# A premiere of your choice!



## KenOC (Mar 7, 2011)

What premiere of a new work (other than opera) do you most wish you could have attended? If you know something of the real premiere, a few words about that would be nice.


----------



## Strange Magic (Sep 14, 2015)

I think the Brahms Piano Concerto #1. Very coldly received. Second performance probably worse received, with hissing. Just too strange for the solid burghers. I would have leaped to my feet and started shouting "Genius!" at the top of my lungs (and been carried off as a madman). Third performance went somewhat better.


----------



## Pugg (Aug 8, 2014)

The *Symphony No.* 8 in E-flat major by *Gustav Mahle*r is one of the largest-scale choral works in the classical concert repertoire. Because it requires huge instrumental and vocal forces it is frequently called the "Symphony of a Thousand", although the work is normally presented with far fewer than a thousand performers and the composer did not sanction that name. The work was composed in a single inspired burst, at Maiernigg in southern Austria in the summer of 1906. The last of Mahler's works that was premiered in his lifetime, the symphony was a critical and popular success when he conducted the Munich Philharmonic in its first performance, in Munich, on 12 September 1910.

• **Supplied material**

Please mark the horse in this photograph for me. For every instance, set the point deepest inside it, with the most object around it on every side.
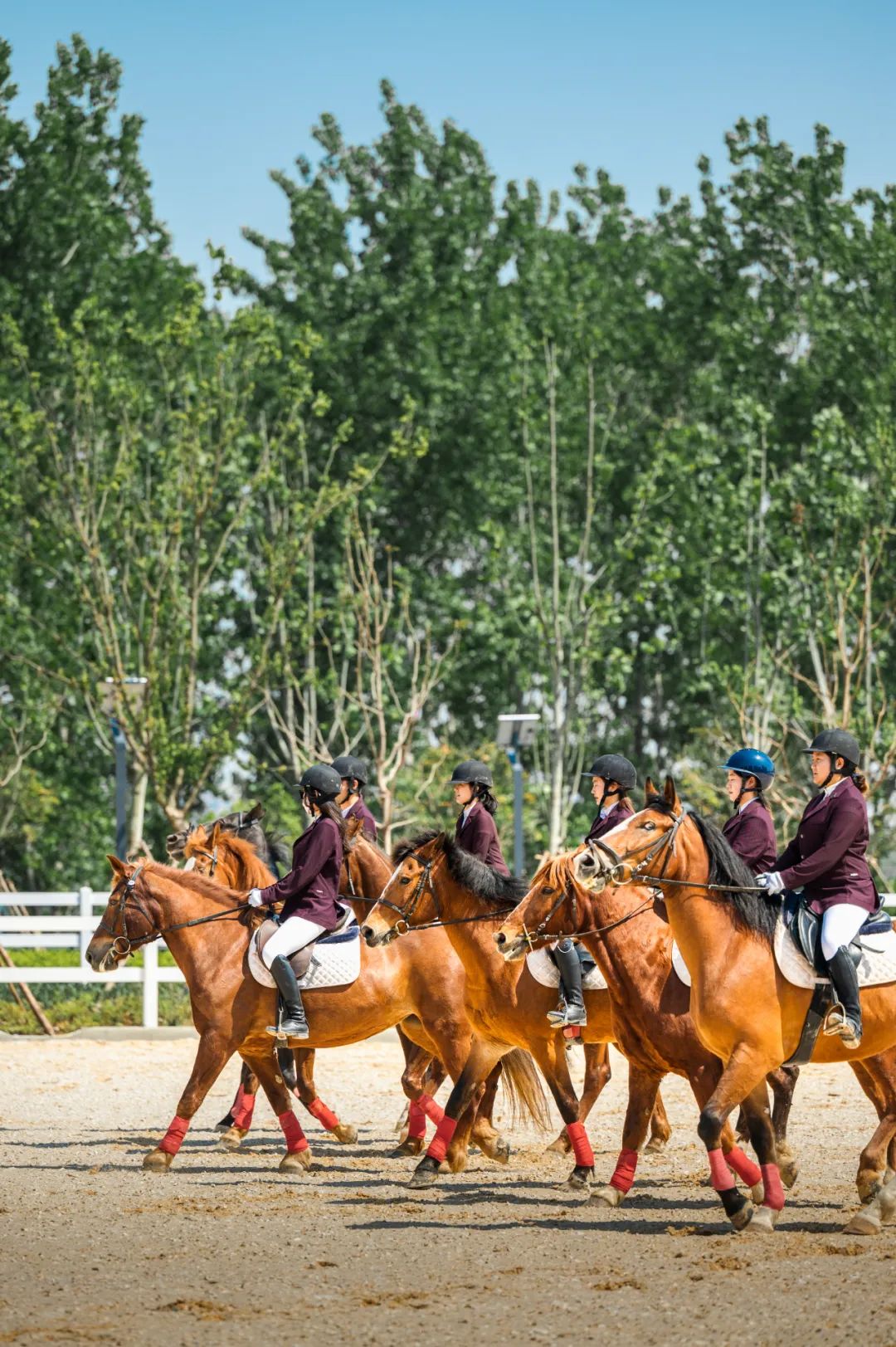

• **Required tasks**
#1 Answer these about the premiere thread, one answer per line:
(a) Where and when was Mahler's Symphony No. 8 composed?
(b) How was the second performance of the Brahms Piano Concerto #1 received?
(c) Which orchestra did Mahler conduct at the symphony's first performance?
#2 Rewrite the passage of the premiere thread from "## Strange Magic" up to and including "(Aug 8, 2014)", replacing "hissing" with "booing".
#3 Carry on the premiere thread from the point where it stops.

• **Exercise responses**
#1
(a) At Maiernigg in southern Austria, in the summer of 1906.
(b) Probably worse than the first, with hissing.
(c) The Munich Philharmonic.

#2
## Strange Magic (Sep 14, 2015)

I think the Brahms Piano Concerto #1. Very coldly received. Second performance probably worse received, with booing. Just too strange for the solid burghers. I would have leaped to my feet and started shouting "Genius!" at the top of my lungs (and been carried off as a madman). Third performance went somewhat better.


----------



## Pugg (Aug 8, 2014)

#3
----------



## Larkenfield (Jun 5, 2017)

Gotta be _The_ _Rite of Spring_ premiere in Paris in 1913. What an event! I could have seen just how much of a riot took place. I imagine I would have either been thrilled or horrified-Stravinsky, Diaghilev, and Nijinsky all there, the primordial rhythms, the human sacrifice, the mood and wildness of the audience, the chaos of it all-What's not to love?


----------



## R3PL4Y (Jan 21, 2016)

Probably Mahler 2 just to see him conduct it.


----------



## mbhaub (Dec 2, 2016)

The first go at the Beethoven 9th.


----------



## PeterFromLA (Jul 22, 2011)

Have seen several premieres: Two, Edo de Waart conducting John Adams' Harmonielehre (San Francisco) and Lutoslawski conducting his Fourth Symphony (Los Angeles), come most readily to mind. Both were really exciting events. The Lutoslawski work was even given press in the LA Times, in its featured editorial, of all places, something I don't recall ever seeing for a new music premiere. Meanwhile, the Adams work generated huge enthusiasm, the audience exited Marion Davies Hall as if carried aloft.


----------



## Haydn man (Jan 25, 2014)

Wasn't Beethoven's Emperor premiered with the 5th and 6th Symphonies
Now that would have been something


----------



## manyene (Feb 7, 2015)

Yhe first performance of the badly under-rehearsed performance of the Elgar Cello Concerto at the Queen's Hall in London.


----------



## waldvogel (Jul 10, 2011)

Get me to Carnegie Hall in 1894 to see Antonín Dvorák conduct his 9th symphony. Up until that day, what was the greatest premiere in North America? Something by Gottschalk? Victor Herbert?


----------



## Janspe (Nov 10, 2012)

Any of Mahler's symphonies.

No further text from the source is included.